Quoted passage.
====

UNITED STATES

Despite rare appeal video, Texas to carry out first execution of 2021

No executions have been carried out since President Joe Biden, who opposes capital punishment

Jones's supporters, who include the sister of his victim and actress Sarah Paulson, started a petition online urging Abbott to grant him clemency. Illustration / Agencies

H. J. I. / AFP

The US state of Texas plans to execute a convicted murderer Wednesday, despite his unusual efforts to earn clemency through a video message to the governor.

In the four-minute video, recorded in the prison visiting room and posted online by The New York Times, Quintin Jones speaks directly to Governor Greg Abbott, asking the Republican leader to commute his death sentence to life in prison.

-I killed someone 20 years ago- said Jones, 41. In 1999, he beat his great-aunt, 83, to death with a baseball bat and then stole $30 from her to buy drugs.

But "I am nothing like that person. I became a man on death row," he said, before speaking directly to the camera: "If you could find it in your heart, Governor, to grant me clemency, then I can continue to live life to better myself."

Jones's supporters, who include the sister of his victim and actress Sarah Paulson, started a petition online urging Abbott to grant him clemency.

The petition had more than 160,000 signatures as of Wednesday morning.

====

Data supplied.
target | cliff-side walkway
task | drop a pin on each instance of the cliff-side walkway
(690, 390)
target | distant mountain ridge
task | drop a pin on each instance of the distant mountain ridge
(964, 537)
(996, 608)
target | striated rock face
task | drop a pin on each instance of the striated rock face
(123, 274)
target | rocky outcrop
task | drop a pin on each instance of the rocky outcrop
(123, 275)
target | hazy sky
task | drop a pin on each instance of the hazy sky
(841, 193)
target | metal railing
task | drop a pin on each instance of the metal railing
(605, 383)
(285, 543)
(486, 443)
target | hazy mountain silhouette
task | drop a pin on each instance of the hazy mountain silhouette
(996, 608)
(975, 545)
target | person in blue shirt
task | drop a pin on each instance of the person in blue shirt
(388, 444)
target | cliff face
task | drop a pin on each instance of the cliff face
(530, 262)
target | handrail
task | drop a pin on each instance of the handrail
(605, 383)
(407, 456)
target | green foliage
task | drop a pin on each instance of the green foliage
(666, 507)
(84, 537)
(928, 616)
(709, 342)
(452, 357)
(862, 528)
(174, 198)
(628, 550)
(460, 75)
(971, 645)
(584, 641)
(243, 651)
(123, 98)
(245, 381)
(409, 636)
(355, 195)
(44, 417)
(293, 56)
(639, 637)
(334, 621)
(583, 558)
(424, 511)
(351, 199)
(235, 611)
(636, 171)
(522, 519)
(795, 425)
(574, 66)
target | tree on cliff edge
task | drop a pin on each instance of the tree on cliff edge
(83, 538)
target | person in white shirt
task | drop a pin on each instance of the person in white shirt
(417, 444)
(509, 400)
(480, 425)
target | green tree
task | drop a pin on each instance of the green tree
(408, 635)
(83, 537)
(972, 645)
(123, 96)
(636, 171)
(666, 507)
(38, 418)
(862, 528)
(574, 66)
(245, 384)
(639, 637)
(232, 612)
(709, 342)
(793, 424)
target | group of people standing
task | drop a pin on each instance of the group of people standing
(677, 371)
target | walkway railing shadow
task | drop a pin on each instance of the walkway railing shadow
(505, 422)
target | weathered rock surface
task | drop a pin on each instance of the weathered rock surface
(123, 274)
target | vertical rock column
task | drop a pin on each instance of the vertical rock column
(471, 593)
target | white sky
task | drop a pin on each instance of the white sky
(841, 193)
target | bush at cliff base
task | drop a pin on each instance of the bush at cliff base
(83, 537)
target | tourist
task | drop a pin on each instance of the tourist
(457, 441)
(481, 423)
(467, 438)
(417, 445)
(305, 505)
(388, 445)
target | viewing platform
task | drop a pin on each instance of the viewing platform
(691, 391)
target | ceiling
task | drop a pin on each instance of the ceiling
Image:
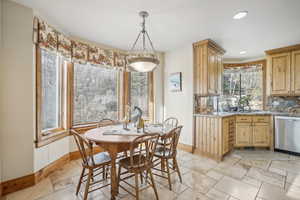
(176, 23)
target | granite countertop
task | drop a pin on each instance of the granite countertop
(228, 114)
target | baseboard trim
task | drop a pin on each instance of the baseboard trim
(32, 179)
(185, 147)
(17, 184)
(44, 172)
(0, 189)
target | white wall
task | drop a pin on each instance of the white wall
(45, 155)
(159, 89)
(180, 104)
(0, 90)
(16, 91)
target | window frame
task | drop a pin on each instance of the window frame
(127, 92)
(249, 64)
(44, 137)
(71, 101)
(66, 98)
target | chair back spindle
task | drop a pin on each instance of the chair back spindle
(171, 121)
(85, 148)
(170, 141)
(142, 150)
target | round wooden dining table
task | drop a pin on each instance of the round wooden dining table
(114, 139)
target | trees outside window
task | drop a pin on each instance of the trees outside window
(139, 91)
(95, 95)
(243, 83)
(50, 89)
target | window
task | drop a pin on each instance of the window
(95, 94)
(139, 91)
(51, 92)
(242, 85)
(72, 95)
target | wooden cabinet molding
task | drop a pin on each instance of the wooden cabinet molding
(295, 73)
(253, 131)
(208, 68)
(283, 71)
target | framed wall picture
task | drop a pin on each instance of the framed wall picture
(175, 82)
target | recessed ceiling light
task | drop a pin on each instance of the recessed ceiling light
(240, 15)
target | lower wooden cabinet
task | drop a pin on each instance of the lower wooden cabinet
(215, 136)
(254, 133)
(261, 134)
(243, 135)
(228, 130)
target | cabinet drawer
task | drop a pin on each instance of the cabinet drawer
(261, 119)
(242, 119)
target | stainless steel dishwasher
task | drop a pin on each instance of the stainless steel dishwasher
(287, 134)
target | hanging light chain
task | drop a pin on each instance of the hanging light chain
(144, 35)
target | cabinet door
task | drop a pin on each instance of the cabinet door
(219, 74)
(280, 74)
(225, 135)
(261, 132)
(212, 72)
(295, 72)
(243, 134)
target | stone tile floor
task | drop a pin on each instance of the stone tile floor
(243, 175)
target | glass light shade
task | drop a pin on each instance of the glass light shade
(143, 64)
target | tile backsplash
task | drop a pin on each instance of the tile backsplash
(283, 104)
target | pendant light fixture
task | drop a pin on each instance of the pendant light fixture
(143, 60)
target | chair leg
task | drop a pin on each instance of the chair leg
(153, 183)
(162, 163)
(87, 184)
(169, 175)
(104, 172)
(177, 169)
(136, 186)
(79, 182)
(118, 178)
(141, 176)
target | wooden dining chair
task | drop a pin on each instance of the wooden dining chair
(171, 121)
(139, 163)
(168, 151)
(95, 164)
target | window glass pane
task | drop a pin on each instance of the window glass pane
(252, 86)
(242, 84)
(95, 94)
(50, 90)
(139, 91)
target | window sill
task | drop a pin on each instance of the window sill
(84, 127)
(52, 137)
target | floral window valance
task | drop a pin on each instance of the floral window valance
(47, 37)
(100, 56)
(79, 52)
(64, 45)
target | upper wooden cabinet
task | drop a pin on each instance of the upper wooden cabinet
(283, 71)
(208, 68)
(295, 71)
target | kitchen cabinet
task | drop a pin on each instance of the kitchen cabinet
(228, 130)
(295, 71)
(261, 132)
(208, 68)
(243, 134)
(283, 69)
(280, 73)
(214, 136)
(253, 133)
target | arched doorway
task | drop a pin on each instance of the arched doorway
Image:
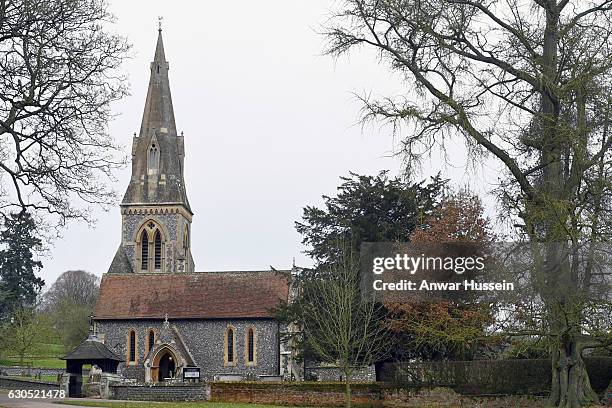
(164, 365)
(167, 366)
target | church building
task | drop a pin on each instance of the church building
(154, 310)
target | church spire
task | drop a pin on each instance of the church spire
(158, 113)
(158, 150)
(156, 216)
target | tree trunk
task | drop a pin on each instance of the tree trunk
(347, 391)
(571, 387)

====

Work task 1. List every person named by full first and last name in the Texas execution article.
Work task 2. Pick up the Texas execution article after its final sentence and keep writing it.
The entries come from a different source than the Texas execution article.

Reply 1. Joe Biden, Quintin Jones, Greg Abbott, Sarah Paulson

Reply 2.
Abbott, who has only granted clemency to one death row inmate in six years, has not yet responded.

Jones's lawyers have also filed a final appeal to the US Supreme Court to try to obtain a stay of execution. They argue that he is "intellectually disabled" and is therefore ineligible for the death penalty.

If their efforts fail, Jones will be executed by lethal injection at the penitentiary in Huntsville, Texas at the end of the day.

No executions have been carried out in the United States since President Joe Biden, who opposes capital punishment, assumed office.

Even the most conservative states, such as Texas, have -- with rare exceptions -- renounced the practice since the start of the pandemic.

In contrast, the administration of former president Donald Trump resumed federal executions in July 2020 following a 17-year hiatus, carrying them out at an unprecedented rate (13 executions) until the end of his term.